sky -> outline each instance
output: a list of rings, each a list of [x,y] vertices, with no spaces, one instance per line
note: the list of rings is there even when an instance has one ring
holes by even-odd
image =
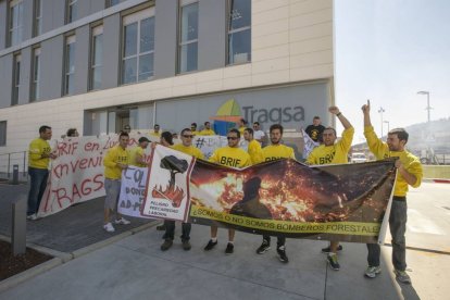
[[[335,0],[335,100],[355,128],[353,143],[365,141],[367,99],[378,135],[380,108],[390,129],[427,121],[421,90],[432,121],[450,117],[449,13],[449,0]]]

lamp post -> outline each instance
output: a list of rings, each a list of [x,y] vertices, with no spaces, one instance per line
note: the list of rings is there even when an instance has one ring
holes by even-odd
[[[433,110],[429,107],[429,91],[427,91],[427,90],[421,90],[421,91],[417,91],[417,93],[418,95],[426,95],[426,109],[425,110],[428,111],[428,123],[429,123],[429,111]]]
[[[382,108],[382,107],[379,107],[378,112],[379,112],[379,114],[380,114],[380,116],[382,116],[382,139],[383,139],[383,113],[385,112],[385,109],[384,109],[384,108]]]

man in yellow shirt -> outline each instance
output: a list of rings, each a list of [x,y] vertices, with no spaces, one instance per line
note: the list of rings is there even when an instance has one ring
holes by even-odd
[[[262,150],[263,160],[266,162],[275,161],[279,159],[296,159],[293,149],[282,145],[283,138],[283,126],[280,124],[273,124],[270,128],[270,136],[272,145],[266,146]],[[289,259],[286,254],[286,237],[278,236],[276,242],[276,252],[280,262],[288,263]],[[261,246],[257,249],[258,254],[264,254],[268,249],[271,249],[271,236],[263,235],[263,241]]]
[[[140,137],[138,142],[138,146],[129,150],[129,164],[139,167],[147,167],[149,166],[149,163],[146,162],[143,150],[147,149],[150,140],[146,137]]]
[[[210,162],[230,166],[230,167],[246,167],[251,165],[250,155],[245,150],[239,148],[240,133],[238,129],[230,129],[227,134],[228,147],[218,148],[210,158]],[[228,229],[228,243],[225,253],[232,254],[234,252],[235,229]],[[205,251],[210,251],[217,245],[217,226],[211,226],[211,239],[204,247]]]
[[[152,132],[152,133],[150,133],[150,135],[151,135],[151,136],[154,136],[154,137],[160,137],[160,136],[161,136],[161,133],[160,133],[160,125],[154,124],[154,126],[153,126],[153,132]]]
[[[247,152],[249,152],[251,164],[263,162],[261,143],[253,138],[253,129],[246,128],[243,130],[243,138],[249,142]]]
[[[30,178],[30,187],[28,192],[28,208],[27,218],[36,220],[39,210],[40,201],[47,187],[47,179],[49,178],[49,162],[50,159],[55,159],[57,155],[51,153],[51,148],[48,140],[51,139],[51,127],[40,126],[39,137],[32,140],[28,148],[28,175]]]
[[[197,159],[203,160],[203,153],[200,151],[200,149],[192,146],[192,132],[189,128],[185,128],[182,130],[182,143],[177,143],[172,147],[172,149],[177,150],[179,152],[183,152],[185,154],[189,154],[192,157],[196,157]],[[168,248],[172,247],[175,236],[175,221],[172,220],[165,220],[164,221],[165,226],[165,234],[164,234],[164,242],[161,245],[161,250],[166,251]],[[183,249],[188,251],[190,250],[190,223],[183,223],[182,224],[182,243]]]
[[[108,233],[114,233],[114,227],[110,221],[111,211],[115,211],[115,224],[127,225],[130,222],[117,212],[118,197],[121,196],[121,180],[122,170],[126,170],[129,164],[129,157],[126,147],[128,146],[129,136],[122,132],[118,136],[118,145],[108,150],[103,159],[104,165],[104,190],[107,197],[104,198],[104,214],[103,214],[103,229]]]
[[[371,102],[362,107],[364,113],[364,136],[368,148],[377,160],[385,158],[397,158],[397,179],[393,186],[393,198],[389,215],[389,228],[392,237],[392,264],[393,273],[399,282],[411,284],[407,274],[407,242],[404,233],[407,230],[407,192],[408,186],[417,188],[422,183],[423,170],[421,161],[405,150],[408,133],[403,128],[395,128],[388,133],[387,142],[379,139],[371,122]],[[382,272],[379,266],[380,247],[378,243],[367,243],[367,270],[364,275],[375,278]]]
[[[213,129],[211,129],[211,123],[204,122],[204,129],[200,132],[200,136],[215,136],[215,133]]]
[[[336,130],[333,127],[327,127],[322,133],[323,143],[310,153],[307,159],[308,164],[339,164],[348,163],[348,153],[353,140],[354,128],[350,122],[342,115],[337,107],[330,107],[328,111],[339,118],[343,126],[342,138],[336,142]],[[339,271],[340,265],[337,259],[337,251],[341,250],[339,241],[332,240],[329,247],[322,249],[322,252],[327,252],[327,262],[329,266]]]

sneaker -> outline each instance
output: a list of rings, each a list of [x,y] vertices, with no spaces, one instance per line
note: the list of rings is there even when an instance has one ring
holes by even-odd
[[[108,233],[114,233],[115,232],[115,229],[114,229],[113,225],[111,224],[111,222],[103,225],[103,229],[107,230]]]
[[[342,245],[338,246],[338,251],[342,251]],[[329,253],[332,252],[332,248],[328,246],[326,248],[322,248],[322,253]]]
[[[174,243],[172,239],[164,240],[163,245],[161,245],[161,251],[167,251],[172,243]]]
[[[159,230],[159,232],[165,230],[165,225],[164,224],[163,225],[158,225],[157,230]]]
[[[379,265],[367,266],[367,268],[365,270],[364,276],[368,278],[375,278],[376,275],[378,275],[379,273],[382,273],[382,267]]]
[[[216,245],[217,245],[217,241],[212,241],[212,239],[210,239],[210,241],[208,242],[208,245],[204,247],[204,251],[212,250]]]
[[[132,224],[132,222],[129,222],[128,220],[126,220],[124,217],[121,217],[118,220],[115,220],[114,223],[115,224],[118,224],[118,225],[128,225],[128,224]]]
[[[184,240],[183,241],[183,250],[185,250],[185,251],[189,251],[190,250],[190,242],[189,242],[189,240]]]
[[[226,249],[225,249],[225,254],[233,254],[233,252],[235,251],[235,246],[232,242],[228,242],[226,245]]]
[[[336,254],[332,254],[332,255],[328,254],[327,258],[326,258],[326,261],[328,262],[329,267],[332,267],[334,271],[339,271],[340,265],[337,261],[337,255]]]
[[[280,246],[278,248],[276,248],[276,252],[278,253],[278,259],[279,259],[280,262],[284,262],[284,263],[289,262],[289,259],[286,255],[286,247],[285,246]]]
[[[407,274],[407,272],[400,271],[400,270],[393,270],[393,274],[396,274],[396,278],[400,283],[411,285],[411,277],[410,275]]]
[[[257,249],[257,253],[258,254],[264,254],[265,252],[268,251],[268,249],[271,249],[271,245],[268,243],[268,241],[266,241],[265,239],[263,239],[263,242],[261,243],[261,246]]]

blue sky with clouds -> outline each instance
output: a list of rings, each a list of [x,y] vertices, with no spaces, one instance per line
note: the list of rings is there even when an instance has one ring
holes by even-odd
[[[335,0],[336,103],[364,141],[361,105],[380,107],[390,128],[450,116],[450,1]],[[384,134],[387,124],[384,124]],[[342,127],[337,126],[338,129]]]

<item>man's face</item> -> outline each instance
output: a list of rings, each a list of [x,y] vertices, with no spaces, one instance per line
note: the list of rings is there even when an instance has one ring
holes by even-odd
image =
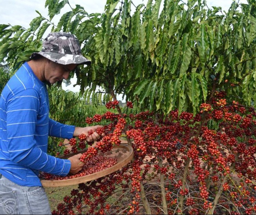
[[[57,81],[62,81],[68,78],[70,72],[77,66],[72,64],[63,65],[49,60],[45,68],[44,77],[45,80],[51,84]]]

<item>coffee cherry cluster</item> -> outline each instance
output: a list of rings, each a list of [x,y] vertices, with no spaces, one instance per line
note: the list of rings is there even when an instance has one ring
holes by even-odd
[[[115,109],[119,103],[119,102],[118,100],[115,100],[113,101],[109,102],[106,104],[105,106],[108,109],[111,109],[111,108]]]
[[[75,178],[90,175],[104,169],[110,168],[117,163],[116,158],[108,157],[102,155],[97,155],[88,160],[84,165],[82,169],[78,173],[73,175],[68,174],[66,176],[61,177],[42,172],[39,177],[41,179],[45,180],[63,180]],[[69,200],[66,196],[64,201],[69,202]]]
[[[130,108],[133,108],[133,105],[132,102],[126,102],[126,106]]]

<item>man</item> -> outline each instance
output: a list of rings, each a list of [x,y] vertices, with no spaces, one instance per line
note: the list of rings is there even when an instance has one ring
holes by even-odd
[[[0,98],[0,214],[51,214],[38,177],[43,171],[62,176],[75,174],[81,155],[60,159],[46,152],[48,136],[66,139],[96,130],[61,124],[49,118],[46,82],[68,78],[79,64],[90,64],[74,35],[50,33],[41,51],[33,53],[10,79]],[[89,142],[100,137],[96,132]]]

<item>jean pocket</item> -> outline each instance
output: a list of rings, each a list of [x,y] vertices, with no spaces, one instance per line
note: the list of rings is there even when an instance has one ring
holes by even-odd
[[[43,187],[35,187],[34,190],[26,193],[32,214],[52,214],[48,198]]]
[[[18,214],[17,193],[13,190],[0,192],[0,214]]]

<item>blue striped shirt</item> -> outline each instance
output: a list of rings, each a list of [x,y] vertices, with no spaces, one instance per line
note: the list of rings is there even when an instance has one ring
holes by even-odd
[[[18,184],[41,186],[40,171],[65,176],[70,161],[47,154],[48,136],[70,139],[75,126],[49,118],[45,84],[27,63],[8,82],[0,97],[0,173]]]

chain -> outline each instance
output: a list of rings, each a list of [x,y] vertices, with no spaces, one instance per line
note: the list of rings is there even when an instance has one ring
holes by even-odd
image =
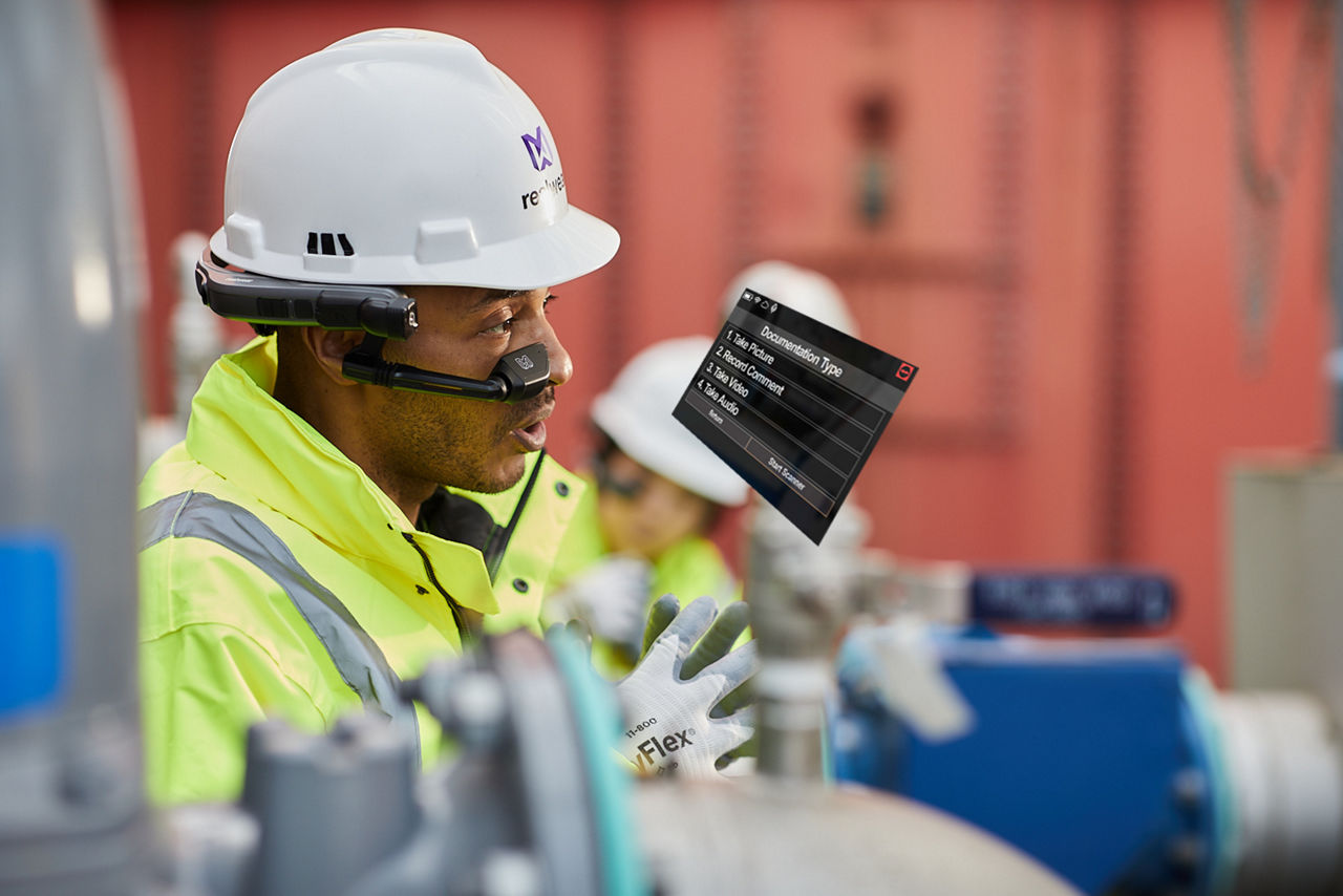
[[[1250,369],[1260,369],[1266,355],[1268,316],[1276,286],[1283,206],[1300,163],[1308,99],[1328,58],[1327,38],[1332,0],[1307,0],[1307,4],[1279,141],[1265,154],[1254,126],[1250,0],[1225,0],[1232,63],[1236,183],[1233,207],[1240,247],[1237,261],[1241,265],[1245,363]]]

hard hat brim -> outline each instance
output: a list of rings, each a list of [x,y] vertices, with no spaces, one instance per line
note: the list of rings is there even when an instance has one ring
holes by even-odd
[[[614,227],[573,206],[549,227],[481,246],[469,258],[428,265],[412,255],[353,255],[344,259],[344,270],[322,270],[330,266],[330,258],[320,258],[310,267],[301,255],[266,249],[254,257],[234,251],[227,230],[215,231],[210,249],[230,265],[269,277],[317,283],[541,289],[595,271],[611,261],[620,246],[620,235]]]

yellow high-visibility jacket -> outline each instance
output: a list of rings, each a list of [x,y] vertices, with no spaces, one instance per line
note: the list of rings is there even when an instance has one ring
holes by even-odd
[[[547,591],[553,592],[611,553],[611,547],[602,536],[598,517],[598,488],[587,481],[587,489],[577,502],[577,509],[564,532],[559,559],[551,572]],[[719,607],[741,598],[741,586],[732,575],[723,552],[717,545],[698,535],[686,536],[653,564],[653,580],[649,586],[649,606],[663,594],[674,594],[685,606],[701,596],[712,596]],[[543,618],[559,622],[543,610]],[[607,678],[619,678],[631,670],[629,660],[600,638],[592,639],[592,664]]]
[[[400,680],[461,650],[462,609],[488,630],[539,630],[544,584],[582,481],[544,455],[508,492],[441,490],[418,531],[373,482],[271,398],[275,340],[210,369],[187,438],[140,486],[146,782],[158,802],[231,799],[246,728],[321,731],[360,707],[416,729]],[[479,498],[473,501],[471,498]],[[488,514],[488,516],[486,516]]]

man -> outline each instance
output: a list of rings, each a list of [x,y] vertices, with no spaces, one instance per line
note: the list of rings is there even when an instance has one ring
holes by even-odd
[[[857,336],[843,294],[819,271],[775,259],[749,265],[723,296],[724,318],[745,289]],[[710,595],[720,606],[740,596],[710,536],[725,508],[745,504],[747,485],[672,416],[712,344],[685,337],[650,345],[592,403],[594,488],[565,535],[545,614],[592,630],[594,658],[607,677],[638,660],[645,609],[657,596]],[[757,501],[745,519],[772,512]]]
[[[607,677],[639,658],[649,604],[663,594],[712,596],[740,587],[712,540],[747,485],[672,411],[713,340],[689,336],[635,355],[592,402],[599,443],[588,488],[555,564],[545,614],[582,619]]]
[[[549,287],[618,242],[463,40],[364,32],[257,90],[197,281],[262,337],[211,368],[141,486],[153,798],[236,794],[265,715],[363,705],[434,756],[399,681],[483,618],[536,626],[582,485],[544,457],[572,372]]]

What to work on: Copy the data from the line with "<item>jean pocket</item> ->" up to and including the line with "[[[18,214],[17,193],[13,190],[0,192],[0,214]]]", keeping the requests as they are. Scale every x and y coordinate in the outlines by 1.25, rounding to whole numbers with halves going up.

Response:
<item>jean pocket</item> -> outline each instance
output: a list of rings, each a list of [x,y] vertices, with no spaces, one instance per line
note: the list of rings is there even when an instance has one ring
holes by even-odd
[[[54,234],[44,234],[43,238],[33,241],[40,268],[65,268],[60,248]]]
[[[23,268],[21,241],[16,238],[0,240],[0,268]]]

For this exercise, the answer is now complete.